====== Records provided

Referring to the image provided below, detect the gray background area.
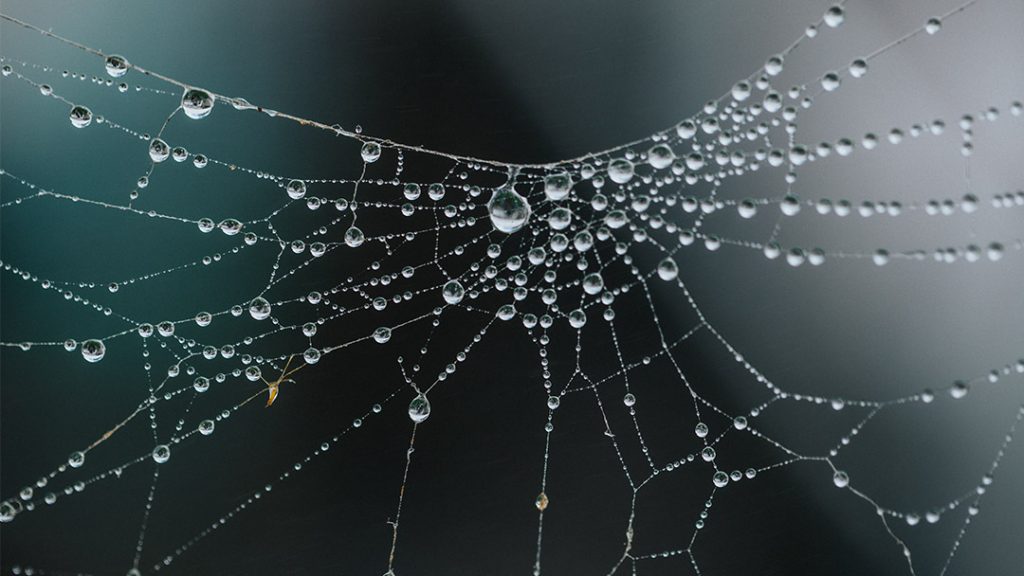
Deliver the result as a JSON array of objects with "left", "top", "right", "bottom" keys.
[{"left": 2, "top": 0, "right": 1023, "bottom": 574}]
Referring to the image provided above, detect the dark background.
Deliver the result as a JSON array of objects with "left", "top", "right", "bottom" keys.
[{"left": 2, "top": 1, "right": 1024, "bottom": 575}]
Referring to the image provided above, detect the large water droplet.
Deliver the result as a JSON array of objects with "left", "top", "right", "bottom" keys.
[
  {"left": 219, "top": 218, "right": 243, "bottom": 235},
  {"left": 373, "top": 326, "right": 392, "bottom": 344},
  {"left": 442, "top": 279, "right": 465, "bottom": 305},
  {"left": 657, "top": 258, "right": 679, "bottom": 281},
  {"left": 68, "top": 451, "right": 85, "bottom": 468},
  {"left": 248, "top": 297, "right": 272, "bottom": 320},
  {"left": 738, "top": 199, "right": 757, "bottom": 219},
  {"left": 607, "top": 158, "right": 635, "bottom": 184},
  {"left": 148, "top": 138, "right": 170, "bottom": 162},
  {"left": 344, "top": 226, "right": 365, "bottom": 248},
  {"left": 488, "top": 185, "right": 531, "bottom": 233},
  {"left": 81, "top": 339, "right": 106, "bottom": 363},
  {"left": 286, "top": 179, "right": 306, "bottom": 200},
  {"left": 152, "top": 444, "right": 170, "bottom": 464},
  {"left": 568, "top": 309, "right": 587, "bottom": 328},
  {"left": 823, "top": 5, "right": 845, "bottom": 28},
  {"left": 69, "top": 105, "right": 92, "bottom": 128},
  {"left": 181, "top": 88, "right": 214, "bottom": 120},
  {"left": 950, "top": 380, "right": 969, "bottom": 399},
  {"left": 303, "top": 347, "right": 321, "bottom": 365},
  {"left": 408, "top": 394, "right": 431, "bottom": 423},
  {"left": 360, "top": 141, "right": 381, "bottom": 163},
  {"left": 765, "top": 55, "right": 784, "bottom": 76},
  {"left": 105, "top": 55, "right": 129, "bottom": 78},
  {"left": 647, "top": 144, "right": 675, "bottom": 169},
  {"left": 547, "top": 207, "right": 572, "bottom": 231},
  {"left": 582, "top": 273, "right": 604, "bottom": 295},
  {"left": 0, "top": 501, "right": 17, "bottom": 523},
  {"left": 157, "top": 321, "right": 175, "bottom": 337},
  {"left": 544, "top": 172, "right": 572, "bottom": 201}
]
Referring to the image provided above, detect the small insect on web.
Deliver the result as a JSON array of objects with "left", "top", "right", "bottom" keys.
[{"left": 0, "top": 1, "right": 1023, "bottom": 576}]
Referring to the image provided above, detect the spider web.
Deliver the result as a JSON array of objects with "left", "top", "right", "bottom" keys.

============

Activity
Please report all lines in the entries where "detect" appears.

Response to the exercise
Referring to the image provided below, detect the gray background area.
Referring to the image provided above, detect the dark background.
Referring to the image provided above, detect the large water droplet.
Referring to the image provided above, detect the small insect on web.
Referring to the image provided above, detect the spider web.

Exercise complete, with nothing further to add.